- [WRITTEN PROBLEM A]: In the thread on when geese leave the roost to feed, translate "Most of it has to do with cloud cover." into Spanish.

····················

# GEESE TEMP



## davenport wa. (Feb 11, 2006)

OK AT WHAT TEMPURTURE DO GEESE FLY FROM THE ROOST TO EAT?? COULD SAVE A LOT OF TIME OF LAYING ON A BLIND


----------



## BBD25 (Nov 28, 2007)

This thread has promise. Should be some interesting answers.


----------



## BirdJ (Aug 24, 2011)

Old school, the colder the temps. the later they came out. Never even set up decoys till noon. You also have the moon phase, hunting pressure, fisherman, weather meaning cold one day warm the next. Personally, early is always better than late!!!!!!!!!!! not matter what. Once you think you got them figured out they will do something different for one reason or another!!!! Nothings worse than setting up and the birds decide to leave the roost when you least expect it. Rather be sitting in the truck or blind, having some coffee, lunch, or justing shooting the bull. I have even taken magazines in the blind with me just to kill the time but all it takes a couple of flocks and its done and over with. I want to be READY. Like I said, Better early than late!!! :thumb:


----------



## Kelly Hannan (Jan 9, 2007)

couldn't have said it any better. if we had the answer to that question, we would be kiling Geese everyday.


----------



## dakotashooter2 (Oct 31, 2003)

At all temps............They have to eat every day, year round..................... oke:

If you know of a field they are using set up a couple game cams to track what time they are using it.


----------



## templey_41 (Jul 19, 2008)

Theres more to it than temperature. Time of season has something to do with it as well. Most of it has to do with cloud cover. Sunny cold days they wont show up until close to sunset. Cloudy cold days they may be up flying around by 9am. This morning it was 10 degrees, but cloudy I was out with the dogs and the geese were flying by 1030am. 6000 poured into a field too bad the season is over here. Fog is another beast. I LOVE FOGGY days. You can guarantee they will be off the roost atleast an hour after sunrise so be set up right away.

Fog

























Partly to mostly sunny day, temps in lower 40's birds didn't start flying until 40 minutes before sunset. 








Cloudy 25mph winds, 30 degrees birds were flying at 9am.


----------



## 425fork (Jan 29, 2012)

hi : can't say too much about the guys BUT nice looking dogs. 425fork


----------



## clint_hay (Aug 25, 2010)

depends on alot more than temp...wind, no wind days, sunny, cloud cover, precep, moon phases, etc


----------



## cut'em (Oct 23, 2004)

We always say "the geese are lazy" I hunt in an area with rolling hills and on cold mornings they won't fly until the sun shines on them. We hunt kinda parallel to a large roost a couple miles away. It takes about an hour after sunrise for the sun to hit us and shortly thereafter the birds will fly. I'm convinced they wait till the sun warms them before they get off the roost. It's funny some days when the dekes are all frosted up early and we're oh $hitting it, but up over the hill the sun comes, the frost burns off and then the geese start flying. That's been the trend over the past 12-15 yrs. but this year has been weird, there's days they didn't fly till 9-10 o'clock in the morning, one quick burst of birds then they were done. Gone are the days of sitting all day and seeing birds it seams there's a 1 hour shooting window in the morning and 15 minutes before sunset in the evening.

····················

- [WRITTEN PROBLEM B]: Pick out each line of the listing below that contains the string "railing", treating case as significant.

- [INPUT ROWS]:
····················

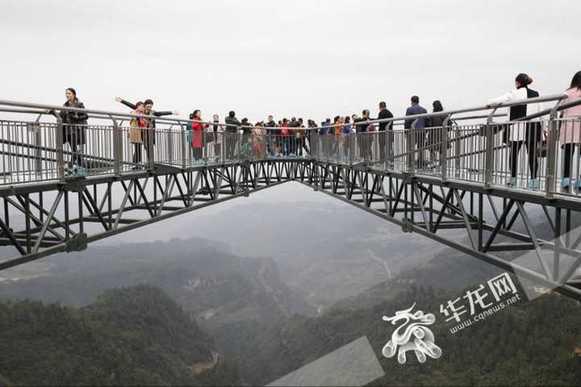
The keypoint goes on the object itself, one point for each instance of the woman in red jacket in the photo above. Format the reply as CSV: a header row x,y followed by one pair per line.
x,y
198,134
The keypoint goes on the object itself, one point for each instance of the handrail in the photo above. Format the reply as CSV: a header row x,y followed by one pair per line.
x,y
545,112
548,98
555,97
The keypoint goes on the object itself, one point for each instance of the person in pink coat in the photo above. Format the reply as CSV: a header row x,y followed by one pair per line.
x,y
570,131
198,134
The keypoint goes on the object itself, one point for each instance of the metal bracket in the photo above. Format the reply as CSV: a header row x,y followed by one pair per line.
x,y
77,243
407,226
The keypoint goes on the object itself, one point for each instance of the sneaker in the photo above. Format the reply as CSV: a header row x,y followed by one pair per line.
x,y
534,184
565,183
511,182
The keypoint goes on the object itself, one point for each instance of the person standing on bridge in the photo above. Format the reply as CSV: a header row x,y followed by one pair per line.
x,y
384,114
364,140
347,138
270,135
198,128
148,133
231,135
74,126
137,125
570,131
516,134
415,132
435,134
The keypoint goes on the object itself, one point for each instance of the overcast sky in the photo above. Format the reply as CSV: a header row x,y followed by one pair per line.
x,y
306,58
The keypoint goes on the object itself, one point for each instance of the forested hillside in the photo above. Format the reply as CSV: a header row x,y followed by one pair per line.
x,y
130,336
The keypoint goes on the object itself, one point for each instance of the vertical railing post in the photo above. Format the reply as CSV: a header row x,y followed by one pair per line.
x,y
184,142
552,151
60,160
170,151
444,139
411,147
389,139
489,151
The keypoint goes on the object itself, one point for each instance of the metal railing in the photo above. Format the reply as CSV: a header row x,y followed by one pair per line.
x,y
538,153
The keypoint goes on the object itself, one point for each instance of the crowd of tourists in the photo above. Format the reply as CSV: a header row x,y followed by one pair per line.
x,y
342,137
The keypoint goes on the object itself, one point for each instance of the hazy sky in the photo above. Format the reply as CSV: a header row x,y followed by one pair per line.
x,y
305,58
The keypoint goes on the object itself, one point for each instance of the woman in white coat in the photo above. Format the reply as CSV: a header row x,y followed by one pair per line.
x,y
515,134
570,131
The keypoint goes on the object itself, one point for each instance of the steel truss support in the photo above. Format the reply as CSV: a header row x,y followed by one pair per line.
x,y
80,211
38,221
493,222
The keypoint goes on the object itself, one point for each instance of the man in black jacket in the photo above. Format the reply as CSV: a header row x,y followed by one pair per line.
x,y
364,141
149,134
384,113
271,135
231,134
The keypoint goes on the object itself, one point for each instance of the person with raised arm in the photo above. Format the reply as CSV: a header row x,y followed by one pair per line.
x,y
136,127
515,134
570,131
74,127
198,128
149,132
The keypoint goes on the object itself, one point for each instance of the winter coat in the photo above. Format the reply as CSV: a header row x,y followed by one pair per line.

····················

- [EXERCISE OUTPUT A]: La mayor parte tiene que ver con la nubosidad.

- [EXERCISE OUTPUT B]:
The keypoint goes on the object itself, one point for each instance of the vertical railing post in the photo above. Format the reply as CSV: a header row x,y followed by one pair per line.
The keypoint goes on the object itself, one point for each instance of the metal railing in the photo above. Format the reply as CSV: a header row x,y followed by one pair per line.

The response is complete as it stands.